> PROVIDED PASSAGE:
--- START ---
Ryan remains smart and mechanically sound, but on a semi-rebuilding team, he doesn’t necessarily have the arm or mobility to consistently take over games. Maybe Arthur Smith will work wonders and set him up for a late-career resurgence.
When he’s healthy, he’s a perfectly smooth figurehead for Kyle Shanahan’s run- and play-action-heavy attack. But good health has been hard to come by, and Trey Lance’s dual-threat talent is just waiting to be unleashed.
Some will say this is too high. Some will say it’s too low. Burrow still has plenty to prove as he comes off a serious knee injury. But his toughness and feel for the game are still top-notch. Let’s hope Cincy gives him the support he needs.
Better positioned in Denver than he was in Carolina, Teddy is who he is: a steady hand with a limited ceiling. Give him a playoff-caliber roster, and he’ll probably get you to the tourney. But don’t expect him to deviate much from the script.
For all the guff he got as a potential 49ers target at the No. 3 spot in the draft, Jones looks to have the poise and decision-making for an early impact. If his receivers help him out, he should have New England back in the playoff mix.
The Jets’ O-line spells trouble, but Wilson’s arm is for real. He’ll almost assuredly throw himself into trouble, but he’s got the top-level zip to throw himself out of it, too. Highlight-reel plays should not be lacking as a rookie.
Tools-wise, Lawrence belongs higher on the list. But situation plays at least a small part here, and he’s got hurdles to clear playing for the Jags. In due time, and with proper help, he should climb toward the top 15.
Almost universally ranked as a bottom-five QB entering 2021, Hurts has way too much going for him to be written off. The intangibles are off the charts, and his legs are a constant threat. Still, can he regularly scare opponents through the air?
The Colts were right to bet on Wentz’s reunion with Frank Reich, as his ceiling remains top-12ish. If he can stay on the field, Indy will be good. But isn’t that always the concern? Injuries and COVID battles have already plagued him this year.
Look, he’s a ton of fun. He’s also a clear upgrade over Alex Smith. Washington has the weapons and defense to help him out, but he’s still Ryan Fitzpatrick, the journeyman prone to turnover sprees. It doesn’t help he’s nearing 39 with an injury history.
The opinions on Tua have probably been too harsh considering the kid is fresh off an efficient, if muted, rookie year. Until we can see what he does with improved weaponry, however, it’s hard to bet on him as a play-making game-changer.
Bombs away, right? Winston has never failed to flash with his big arm, and he seems genuinely committed to fitting into Sean Payton’s offense as a Drew Brees successor. But mental miscues have followed him every step of his NFL career.
Oh, how things change. Goff is not a bottom-tier QB at his best; far from it. But his days as a Rams standout are long gone. As a placeholder for a rebuilding squad, the odds are against him, especially considering his tendency to wilt under pressure.
Something tells us he could make a quick dart up the rankings, now that the New York spotlight is in the rear view. For now, Darnold has to prove he can stay healthy and align confidence in his arm with smart decisions.
All indications are that Dalton is a hard worker and solid teammate, and his Bengals career was more than respectable. But he hasn’t been a winning starter for years. His arrival feels like a marginal upgrade on Nick Foles as a bridge to Justin Fields.
If only all of Dave Gettleman’s offseason gifts — new toys at the skill positions — had been healthy enough to develop chemistry with the youngster. Jones has athleticism, but he’s yet to prove he can protect the ball long enough to win important games.
Good for Taylor, getting another shot at QB1 duties. But he’s a backup playing an emergency role. Maybe his legs will allow him to surprise, but he’s both conservative and not particularly accurate as a passer, hence the No. 2 reputation.
--- END ---
> EXCERPTED RECORDS:
--- START ---
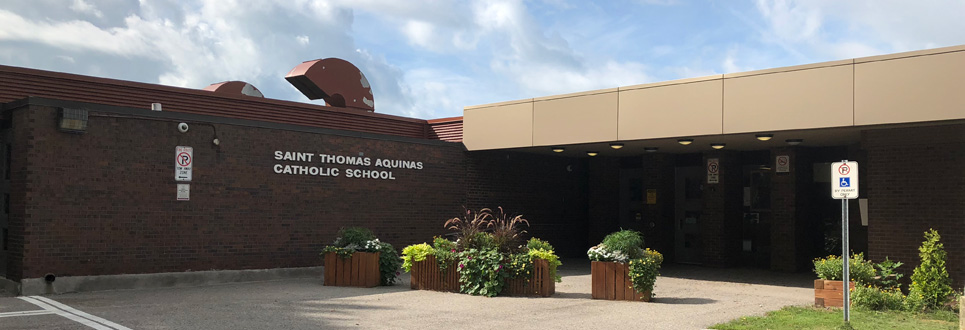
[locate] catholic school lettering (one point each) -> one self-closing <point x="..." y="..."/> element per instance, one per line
<point x="328" y="165"/>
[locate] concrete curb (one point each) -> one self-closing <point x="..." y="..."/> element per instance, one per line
<point x="8" y="287"/>
<point x="37" y="286"/>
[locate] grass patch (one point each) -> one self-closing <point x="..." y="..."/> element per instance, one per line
<point x="795" y="317"/>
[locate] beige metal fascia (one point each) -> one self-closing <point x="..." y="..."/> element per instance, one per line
<point x="915" y="87"/>
<point x="926" y="52"/>
<point x="687" y="107"/>
<point x="575" y="118"/>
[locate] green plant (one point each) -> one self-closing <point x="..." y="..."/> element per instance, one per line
<point x="888" y="275"/>
<point x="536" y="243"/>
<point x="445" y="252"/>
<point x="644" y="271"/>
<point x="930" y="279"/>
<point x="878" y="299"/>
<point x="551" y="258"/>
<point x="518" y="265"/>
<point x="832" y="267"/>
<point x="627" y="242"/>
<point x="505" y="230"/>
<point x="389" y="262"/>
<point x="413" y="253"/>
<point x="353" y="237"/>
<point x="481" y="273"/>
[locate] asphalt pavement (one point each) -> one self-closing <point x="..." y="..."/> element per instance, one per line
<point x="686" y="297"/>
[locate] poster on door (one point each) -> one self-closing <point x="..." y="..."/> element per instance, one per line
<point x="713" y="170"/>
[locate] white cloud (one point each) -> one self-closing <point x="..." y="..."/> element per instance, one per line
<point x="83" y="7"/>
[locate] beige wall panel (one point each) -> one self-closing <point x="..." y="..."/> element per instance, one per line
<point x="580" y="119"/>
<point x="671" y="111"/>
<point x="910" y="89"/>
<point x="811" y="98"/>
<point x="503" y="126"/>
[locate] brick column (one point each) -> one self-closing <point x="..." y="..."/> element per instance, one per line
<point x="658" y="175"/>
<point x="789" y="200"/>
<point x="720" y="222"/>
<point x="603" y="208"/>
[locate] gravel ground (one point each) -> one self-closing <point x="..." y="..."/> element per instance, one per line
<point x="687" y="297"/>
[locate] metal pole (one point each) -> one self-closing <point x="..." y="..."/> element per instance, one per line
<point x="846" y="256"/>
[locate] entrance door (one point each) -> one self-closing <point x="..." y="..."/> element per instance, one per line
<point x="689" y="188"/>
<point x="631" y="199"/>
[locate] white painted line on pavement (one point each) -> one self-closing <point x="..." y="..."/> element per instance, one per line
<point x="25" y="313"/>
<point x="82" y="314"/>
<point x="70" y="316"/>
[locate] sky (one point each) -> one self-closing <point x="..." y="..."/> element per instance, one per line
<point x="430" y="58"/>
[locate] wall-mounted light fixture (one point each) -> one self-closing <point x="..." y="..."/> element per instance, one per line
<point x="73" y="120"/>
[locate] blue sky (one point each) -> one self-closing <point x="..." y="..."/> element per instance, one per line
<point x="430" y="58"/>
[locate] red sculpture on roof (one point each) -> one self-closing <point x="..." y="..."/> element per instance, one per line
<point x="334" y="80"/>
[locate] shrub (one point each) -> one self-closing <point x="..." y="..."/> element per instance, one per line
<point x="832" y="267"/>
<point x="644" y="271"/>
<point x="413" y="253"/>
<point x="481" y="273"/>
<point x="550" y="257"/>
<point x="389" y="262"/>
<point x="536" y="243"/>
<point x="467" y="227"/>
<point x="445" y="252"/>
<point x="353" y="237"/>
<point x="506" y="231"/>
<point x="873" y="298"/>
<point x="628" y="242"/>
<point x="888" y="276"/>
<point x="930" y="279"/>
<point x="357" y="239"/>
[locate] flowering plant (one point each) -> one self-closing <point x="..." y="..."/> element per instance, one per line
<point x="626" y="246"/>
<point x="357" y="239"/>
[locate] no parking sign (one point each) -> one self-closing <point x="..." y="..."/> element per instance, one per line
<point x="844" y="180"/>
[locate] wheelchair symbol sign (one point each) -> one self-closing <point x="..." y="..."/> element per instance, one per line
<point x="846" y="175"/>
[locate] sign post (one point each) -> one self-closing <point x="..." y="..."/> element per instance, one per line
<point x="844" y="186"/>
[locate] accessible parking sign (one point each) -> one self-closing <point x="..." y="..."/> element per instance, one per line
<point x="844" y="180"/>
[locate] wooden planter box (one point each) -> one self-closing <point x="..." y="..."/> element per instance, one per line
<point x="541" y="284"/>
<point x="611" y="281"/>
<point x="426" y="275"/>
<point x="829" y="293"/>
<point x="361" y="269"/>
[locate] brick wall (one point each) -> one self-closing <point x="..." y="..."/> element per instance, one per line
<point x="917" y="181"/>
<point x="721" y="217"/>
<point x="547" y="190"/>
<point x="103" y="202"/>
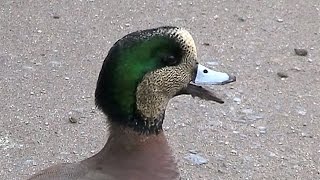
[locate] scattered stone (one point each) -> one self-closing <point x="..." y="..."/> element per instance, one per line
<point x="56" y="17"/>
<point x="302" y="112"/>
<point x="237" y="100"/>
<point x="234" y="152"/>
<point x="193" y="151"/>
<point x="196" y="159"/>
<point x="72" y="119"/>
<point x="74" y="116"/>
<point x="282" y="75"/>
<point x="247" y="111"/>
<point x="262" y="129"/>
<point x="279" y="20"/>
<point x="301" y="52"/>
<point x="241" y="19"/>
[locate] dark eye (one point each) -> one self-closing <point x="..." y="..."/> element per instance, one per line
<point x="170" y="60"/>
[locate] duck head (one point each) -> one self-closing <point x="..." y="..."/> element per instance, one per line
<point x="144" y="70"/>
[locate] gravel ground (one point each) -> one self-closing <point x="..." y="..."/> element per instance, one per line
<point x="51" y="53"/>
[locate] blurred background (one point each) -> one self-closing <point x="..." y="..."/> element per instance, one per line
<point x="268" y="128"/>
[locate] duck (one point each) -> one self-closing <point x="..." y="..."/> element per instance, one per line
<point x="141" y="73"/>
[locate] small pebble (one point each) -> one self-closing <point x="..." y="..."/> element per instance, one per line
<point x="279" y="20"/>
<point x="196" y="159"/>
<point x="282" y="75"/>
<point x="301" y="52"/>
<point x="241" y="19"/>
<point x="234" y="152"/>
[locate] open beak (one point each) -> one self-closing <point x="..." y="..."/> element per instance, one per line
<point x="206" y="76"/>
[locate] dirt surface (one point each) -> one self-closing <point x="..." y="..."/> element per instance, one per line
<point x="51" y="53"/>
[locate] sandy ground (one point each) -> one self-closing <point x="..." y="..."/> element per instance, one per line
<point x="51" y="53"/>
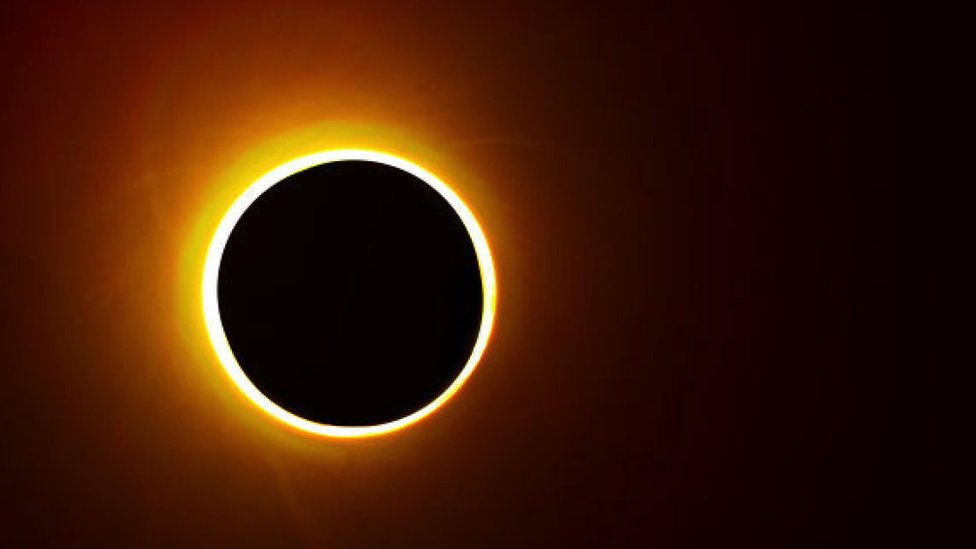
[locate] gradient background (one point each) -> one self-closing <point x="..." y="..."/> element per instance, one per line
<point x="685" y="204"/>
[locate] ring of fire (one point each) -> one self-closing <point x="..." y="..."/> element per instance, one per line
<point x="215" y="327"/>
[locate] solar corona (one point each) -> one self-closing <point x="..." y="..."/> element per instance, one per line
<point x="230" y="348"/>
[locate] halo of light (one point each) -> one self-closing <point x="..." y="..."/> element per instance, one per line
<point x="215" y="327"/>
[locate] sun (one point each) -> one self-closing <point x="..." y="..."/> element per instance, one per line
<point x="211" y="312"/>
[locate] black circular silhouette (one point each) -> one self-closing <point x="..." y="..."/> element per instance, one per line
<point x="350" y="293"/>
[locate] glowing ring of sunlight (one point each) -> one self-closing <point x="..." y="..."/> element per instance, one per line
<point x="215" y="328"/>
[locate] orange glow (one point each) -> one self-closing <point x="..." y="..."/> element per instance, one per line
<point x="212" y="315"/>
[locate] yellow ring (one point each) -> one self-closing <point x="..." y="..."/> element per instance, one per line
<point x="215" y="328"/>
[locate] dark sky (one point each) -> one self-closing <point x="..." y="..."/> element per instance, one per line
<point x="688" y="204"/>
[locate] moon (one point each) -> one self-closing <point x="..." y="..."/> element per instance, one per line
<point x="230" y="347"/>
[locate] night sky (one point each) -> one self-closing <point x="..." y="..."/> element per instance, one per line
<point x="689" y="208"/>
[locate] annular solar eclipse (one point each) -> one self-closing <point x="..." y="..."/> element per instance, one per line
<point x="349" y="293"/>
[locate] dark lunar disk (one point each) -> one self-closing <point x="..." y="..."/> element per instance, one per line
<point x="350" y="293"/>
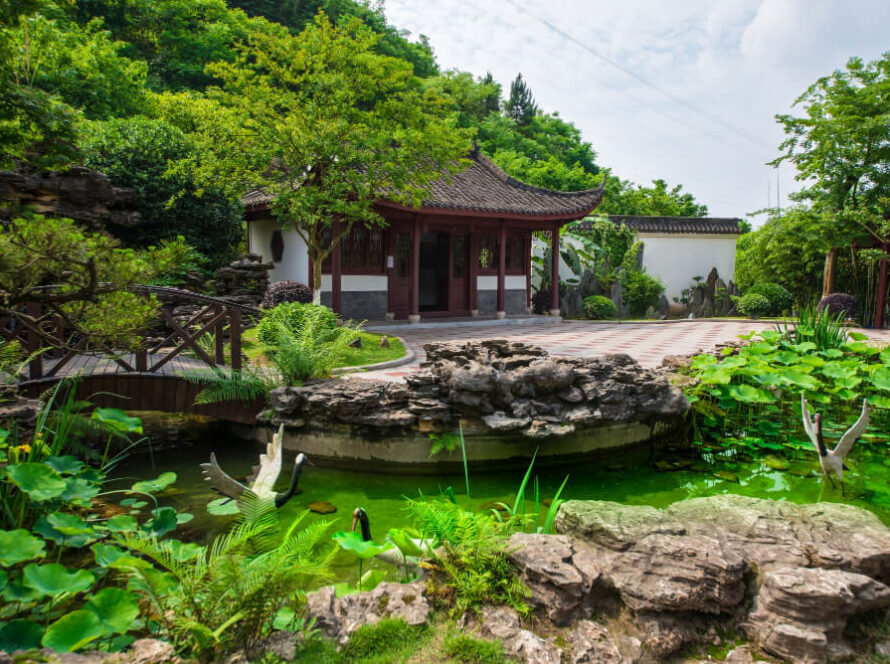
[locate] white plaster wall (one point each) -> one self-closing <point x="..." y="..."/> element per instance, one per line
<point x="294" y="263"/>
<point x="511" y="282"/>
<point x="675" y="258"/>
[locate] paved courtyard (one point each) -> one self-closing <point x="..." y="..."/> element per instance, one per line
<point x="648" y="343"/>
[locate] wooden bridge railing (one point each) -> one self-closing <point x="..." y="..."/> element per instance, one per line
<point x="59" y="340"/>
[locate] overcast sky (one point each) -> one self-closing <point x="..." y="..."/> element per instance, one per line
<point x="694" y="85"/>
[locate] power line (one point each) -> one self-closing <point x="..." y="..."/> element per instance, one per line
<point x="629" y="72"/>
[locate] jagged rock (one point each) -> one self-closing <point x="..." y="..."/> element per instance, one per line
<point x="504" y="386"/>
<point x="339" y="617"/>
<point x="501" y="623"/>
<point x="559" y="572"/>
<point x="593" y="644"/>
<point x="801" y="613"/>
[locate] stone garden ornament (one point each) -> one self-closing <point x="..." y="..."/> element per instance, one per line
<point x="265" y="474"/>
<point x="832" y="461"/>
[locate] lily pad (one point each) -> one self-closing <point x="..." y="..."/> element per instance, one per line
<point x="17" y="546"/>
<point x="20" y="635"/>
<point x="73" y="631"/>
<point x="774" y="462"/>
<point x="322" y="507"/>
<point x="352" y="542"/>
<point x="156" y="485"/>
<point x="38" y="480"/>
<point x="116" y="608"/>
<point x="54" y="579"/>
<point x="65" y="465"/>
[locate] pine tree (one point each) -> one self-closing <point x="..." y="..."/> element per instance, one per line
<point x="521" y="104"/>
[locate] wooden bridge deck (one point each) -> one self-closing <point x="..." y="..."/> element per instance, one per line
<point x="106" y="383"/>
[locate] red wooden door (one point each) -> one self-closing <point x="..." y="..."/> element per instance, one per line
<point x="459" y="278"/>
<point x="399" y="284"/>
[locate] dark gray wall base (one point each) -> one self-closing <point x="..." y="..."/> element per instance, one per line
<point x="360" y="305"/>
<point x="514" y="301"/>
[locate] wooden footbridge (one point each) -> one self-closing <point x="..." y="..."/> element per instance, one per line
<point x="148" y="377"/>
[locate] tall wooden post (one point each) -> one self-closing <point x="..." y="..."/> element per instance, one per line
<point x="502" y="271"/>
<point x="336" y="269"/>
<point x="554" y="270"/>
<point x="882" y="290"/>
<point x="414" y="299"/>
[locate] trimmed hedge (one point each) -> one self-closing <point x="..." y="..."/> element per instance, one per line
<point x="780" y="299"/>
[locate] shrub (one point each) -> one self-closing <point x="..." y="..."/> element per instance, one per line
<point x="754" y="305"/>
<point x="293" y="316"/>
<point x="598" y="307"/>
<point x="641" y="291"/>
<point x="286" y="291"/>
<point x="837" y="303"/>
<point x="780" y="298"/>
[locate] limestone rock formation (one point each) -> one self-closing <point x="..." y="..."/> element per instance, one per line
<point x="339" y="617"/>
<point x="79" y="193"/>
<point x="508" y="386"/>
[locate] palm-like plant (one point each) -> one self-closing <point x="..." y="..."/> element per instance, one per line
<point x="216" y="599"/>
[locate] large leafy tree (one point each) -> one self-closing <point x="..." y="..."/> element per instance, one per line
<point x="141" y="153"/>
<point x="841" y="150"/>
<point x="327" y="127"/>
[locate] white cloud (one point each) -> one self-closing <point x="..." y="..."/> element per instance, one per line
<point x="740" y="61"/>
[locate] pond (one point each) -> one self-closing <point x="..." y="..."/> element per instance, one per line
<point x="674" y="476"/>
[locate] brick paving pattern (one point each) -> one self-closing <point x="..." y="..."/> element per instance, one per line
<point x="646" y="342"/>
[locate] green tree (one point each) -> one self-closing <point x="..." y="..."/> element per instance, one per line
<point x="841" y="148"/>
<point x="142" y="153"/>
<point x="623" y="197"/>
<point x="520" y="106"/>
<point x="327" y="127"/>
<point x="91" y="270"/>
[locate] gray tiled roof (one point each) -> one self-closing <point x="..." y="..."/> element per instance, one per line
<point x="678" y="225"/>
<point x="484" y="187"/>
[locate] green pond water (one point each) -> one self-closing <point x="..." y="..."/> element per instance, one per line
--- END ---
> WORK INSTRUCTIONS:
A) Answer these questions from the quarterback rankings:
(i) Whose offense does Winston seem committed to fitting into?
(ii) Who is Dalton's arrival described as a marginal upgrade on?
(iii) What age is Fitzpatrick said to be nearing?
B) Reproduce the portion of the quarterback rankings that begins at the words "Good for Taylor, getting" and ends after "No. 2 reputation.".

> ANSWERS TO THIS EXERCISE:
A)
(i) Sean Payton's
(ii) Nick Foles
(iii) 39

B)
Good for Taylor, getting another shot at QB1 duties. But he’s a backup playing an emergency role. Maybe his legs will allow him to surprise, but he’s both conservative and not particularly accurate as a passer, hence the No. 2 reputation.